Dataset excerpts
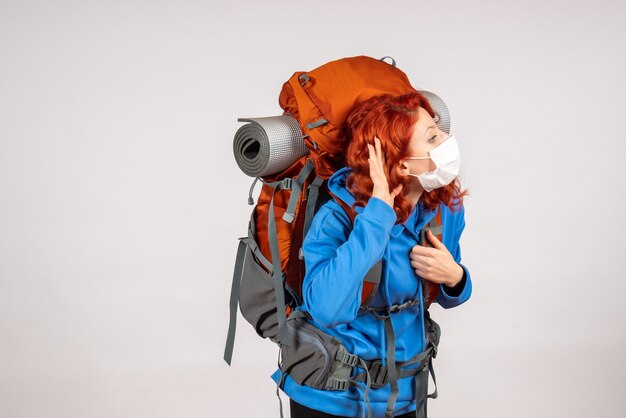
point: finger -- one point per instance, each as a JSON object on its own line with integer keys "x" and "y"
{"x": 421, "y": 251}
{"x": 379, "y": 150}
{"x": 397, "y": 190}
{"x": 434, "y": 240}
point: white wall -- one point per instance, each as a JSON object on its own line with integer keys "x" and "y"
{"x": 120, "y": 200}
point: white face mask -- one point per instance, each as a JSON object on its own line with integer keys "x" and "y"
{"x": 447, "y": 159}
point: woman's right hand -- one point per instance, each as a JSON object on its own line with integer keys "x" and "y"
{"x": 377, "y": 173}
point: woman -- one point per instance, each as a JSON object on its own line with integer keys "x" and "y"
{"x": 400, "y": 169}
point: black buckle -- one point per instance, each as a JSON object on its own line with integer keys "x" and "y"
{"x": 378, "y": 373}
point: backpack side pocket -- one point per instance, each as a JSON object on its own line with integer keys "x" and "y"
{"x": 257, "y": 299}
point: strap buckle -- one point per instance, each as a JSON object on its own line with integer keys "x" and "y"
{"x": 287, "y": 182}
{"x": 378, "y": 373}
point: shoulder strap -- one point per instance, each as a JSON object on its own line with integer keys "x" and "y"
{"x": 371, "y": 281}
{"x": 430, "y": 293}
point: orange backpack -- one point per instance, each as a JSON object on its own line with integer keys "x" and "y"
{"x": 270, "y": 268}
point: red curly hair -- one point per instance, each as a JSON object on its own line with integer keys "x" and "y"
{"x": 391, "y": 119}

=== TASK DESCRIPTION ===
Omit the pictures, then give every record back exactly as it stands.

=== PROBLEM SOLUTION ===
point: finger -- one point per instance, each as a JSON object on its own line with integer keys "x" and "y"
{"x": 421, "y": 251}
{"x": 379, "y": 150}
{"x": 397, "y": 190}
{"x": 434, "y": 240}
point: white wall -- one point per instance, each as a JSON object on its own line with integer keys "x" and "y"
{"x": 120, "y": 200}
point: white face mask -- one point per instance, each as a JSON object on its own line with integer keys "x" and "y"
{"x": 447, "y": 159}
point: woman's right hand -- one point per instance, each as a JSON object on its own line with integer keys "x" and "y"
{"x": 377, "y": 173}
point: woman -- one point per instance, each as a JSON object on its own line with integer keys "x" and "y"
{"x": 400, "y": 169}
point: black buckle -- one point per instance, each as a JSON object on its own line with integer keys "x" and "y"
{"x": 378, "y": 373}
point: backpack side pocket -- one point per instance, each as a JSON object on its own line with integer keys "x" and "y"
{"x": 257, "y": 299}
point: strap buckle -- one point per instance, each as a JSON object on its own line with integer keys "x" and "y"
{"x": 287, "y": 182}
{"x": 378, "y": 373}
point: shoulder strap -- one point per instance, each as a JSON object on its own line with integer keys "x" and "y"
{"x": 371, "y": 281}
{"x": 430, "y": 293}
point: orange backpack -- one point per instance, each as a JSON object on its own line with integer keys "x" and "y"
{"x": 270, "y": 268}
point: red curly hair -- one point per instance, each as a JSON object on its own line with integer keys "x" and "y"
{"x": 391, "y": 119}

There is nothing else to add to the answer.